En Soledad, volvemos a encontrar ese tratamiento, la atribución de esos rasgos femeninos, transferidos ahora a Pablo Luna. En el capítulo I puede leerse esta descripción del "gaucho-trova", cuya fuente permanece indecisa: "...decíase que era un hombre más alto que mediano, delgado, con cintura de mujer, una barba corta y rala tirando a pelirrojo, el rostro moreno un poco encendido, los ojos azules como piedra de pizarra, larga y en rulos la cabellera abierta al medio; cejas de alas de golondrina, la oreja tan chica como el reborde del caracol..."
En otra ocasión se lo presenta así: "Habíase observado que el cuidado especial del cabello no impedía que una guedeja le cayese de continuo sobre la mejilla y le envelase el ojo". También se sugiere que ese rulo "bien podía servir de celaje gracioso al desperfecto", consistente en un párpado más caído que el otro. Hay otras alusiones semejantes o parecidas.
Pero de la misma manera que en Ismael, estos rasgos de Pablo Luna no pasan de ser atributos físicos, no se extienden al carácter. En su manera de ser, en su comportamiento. Luna no difiere de los demás gauchos del pago, salvo en su gusto por la guitarra, en su aura misteriosa, de la que ya hemos hablado y en su ubicación marginal, asocial incluso.
El otro personaje que exige un análisis detallado, minucioso, es el de Soledad. En primer término, debe destacarse la simbología de su nombre, que alude a su conflicto espiritual, a su forma de vida, a su aislamiento: "Recién se apercibió que a su alrededor había como un vacío y que la soledad no la llevaba en el nombre, sino dentro de sí misma." (p.37).
De esa soledad la muchacha no tiene una conciencia plena hasta la aparición de Luna y el casi inmediato, fulgurante enamoramiento. Hasta entonces había vivido feliz o, en todo caso, resignada a un casamiento más o menos próximo con Manduca Pintos, entregada a una existencia libre y sin preocupaciones mayores, sabiéndose admirada y deseada por los hombres que la rodeaban; admiración que ella se encargaba de encender o provocar pero no de retribuir.
=======
:: Qué hacer ::
1. Responde con datos del texto:
(a) Según la descripción del capítulo I, ¿cómo eran los ojos de Pablo Luna?
(b) ¿En qué consiste el desperfecto al que podría servir de celaje el rulo?
(c) ¿Con quién estaba Soledad resignada a casarse antes de enamorarse de Luna?
2. Edita el texto entre "En otra ocasión" y "marginal, asocial incluso.", ambos incluidos, y cambia "guitarra" por "vihuela".

:: Líneas de origen ::
=======
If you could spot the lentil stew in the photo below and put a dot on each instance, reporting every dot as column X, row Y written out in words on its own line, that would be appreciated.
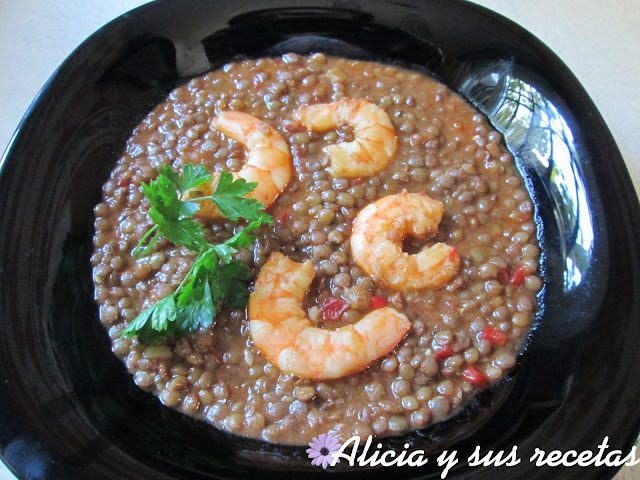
column 463, row 336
=======
:: Respuestas ::
1.
(a) Eran azules como piedra de pizarra.
(b) Consiste en un párpado más caído que el otro.
(c) Con Manduca Pintos.

2.
En otra ocasión se lo presenta así: "Habíase observado que el cuidado especial del cabello no impedía que una guedeja le cayese de continuo sobre la mejilla y le envelase el ojo". También se sugiere que ese rulo "bien podía servir de celaje gracioso al desperfecto", consistente en un párpado más caído que el otro. Hay otras alusiones semejantes o parecidas.
Pero de la misma manera que en Ismael, estos rasgos de Pablo Luna no pasan de ser atributos físicos, no se extienden al carácter. En su manera de ser, en su comportamiento. Luna no difiere de los demás gauchos del pago, salvo en su gusto por la vihuela, en su aura misteriosa, de la que ya hemos hablado y en su ubicación marginal, asocial incluso.